Thursday, 25 October 2007

Cacti Butty

01 Jun 2007

I went for a curry in Bath last night. As usual, I opted for something mild and inoffensive because I'm weak, and also because I like to enjoy my food instead of raping my tastebuds. Seeing that I'd taken the easy route, a journalist, who shall remain nameless, gave me some of his super-hot curry to try. It was only a couple of pieces of chicken, so I had a go, not wanting to appear of the wuss variety. I even managed to chew and swallow without letting on to those present that an incendary device had just gone off in my mouth. I felt quite pleased with myself.

I breathed a welcome sigh of relief when the brief flash of pain subsided, and merrily carried on stuffing my face mopping my plate with Peshwari naan and soaking it down with Kingfisher. Sadly, oh so sadly, a stray piece of his 'food' (not sure what it was, perhaps some kind of seed), managed to escape my attention, and I hoovered it up. Oh my. It felt like the skin inside my mouth was peeled away and then sprayed with lemon juice. I had to leave the rest of my meal and the restaurant before anyone noticed the coughing fit that followed. I feel old. I felt even older, when, at 4am, after no less than 3 hours sleep, I discovered that Bath has a really bad problem with seagulls. Some absolute knobber had left both windows open in my hotel room. The noise of these things was *unreal*. It was like some kind of nightmarish squealing then a bit of squawking thrown in for good measure. Not so great in my tired, still half-pissed stupor. A catapult or a bow and arrow would have come in handy. Nothing modern, you understand, these creatures deserve only medieval weapons.

EXTRACTED ENTRIES —
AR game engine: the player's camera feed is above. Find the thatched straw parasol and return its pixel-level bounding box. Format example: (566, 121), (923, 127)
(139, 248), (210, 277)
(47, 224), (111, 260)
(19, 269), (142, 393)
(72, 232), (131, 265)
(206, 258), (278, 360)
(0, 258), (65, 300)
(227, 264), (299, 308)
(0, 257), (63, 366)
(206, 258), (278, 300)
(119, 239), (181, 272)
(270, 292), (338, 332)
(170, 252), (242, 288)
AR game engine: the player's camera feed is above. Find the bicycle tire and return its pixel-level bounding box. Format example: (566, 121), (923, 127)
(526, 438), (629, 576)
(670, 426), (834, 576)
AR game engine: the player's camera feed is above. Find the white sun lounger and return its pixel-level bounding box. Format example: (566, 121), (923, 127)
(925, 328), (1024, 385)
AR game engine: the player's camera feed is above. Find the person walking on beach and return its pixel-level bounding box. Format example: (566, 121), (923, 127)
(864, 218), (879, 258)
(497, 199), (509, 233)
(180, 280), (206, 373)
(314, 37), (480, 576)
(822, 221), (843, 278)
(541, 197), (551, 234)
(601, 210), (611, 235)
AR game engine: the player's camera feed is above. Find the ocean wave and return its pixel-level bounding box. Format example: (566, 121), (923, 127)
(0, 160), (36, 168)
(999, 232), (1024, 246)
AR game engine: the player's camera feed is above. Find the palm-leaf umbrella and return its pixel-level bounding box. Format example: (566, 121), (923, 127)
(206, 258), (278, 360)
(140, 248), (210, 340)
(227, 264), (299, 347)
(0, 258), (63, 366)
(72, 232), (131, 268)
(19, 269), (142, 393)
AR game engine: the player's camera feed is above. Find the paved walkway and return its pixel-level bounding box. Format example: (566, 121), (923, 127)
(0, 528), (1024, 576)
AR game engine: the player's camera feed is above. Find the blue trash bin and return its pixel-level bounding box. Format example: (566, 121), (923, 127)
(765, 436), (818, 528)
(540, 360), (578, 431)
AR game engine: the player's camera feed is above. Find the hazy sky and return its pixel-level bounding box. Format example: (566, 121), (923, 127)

TASK TO COMPLETE —
Reproduce the part of the blog post about a curry in Bath starting at "01 Jun 2007" and ending at "pleased with myself.".

SOLUTION FOR THIS PROBLEM —
01 Jun 2007

I went for a curry in Bath last night. As usual, I opted for something mild and inoffensive because I'm weak, and also because I like to enjoy my food instead of raping my tastebuds. Seeing that I'd taken the easy route, a journalist, who shall remain nameless, gave me some of his super-hot curry to try. It was only a couple of pieces of chicken, so I had a go, not wanting to appear of the wuss variety. I even managed to chew and swallow without letting on to those present that an incendary device had just gone off in my mouth. I felt quite pleased with myself.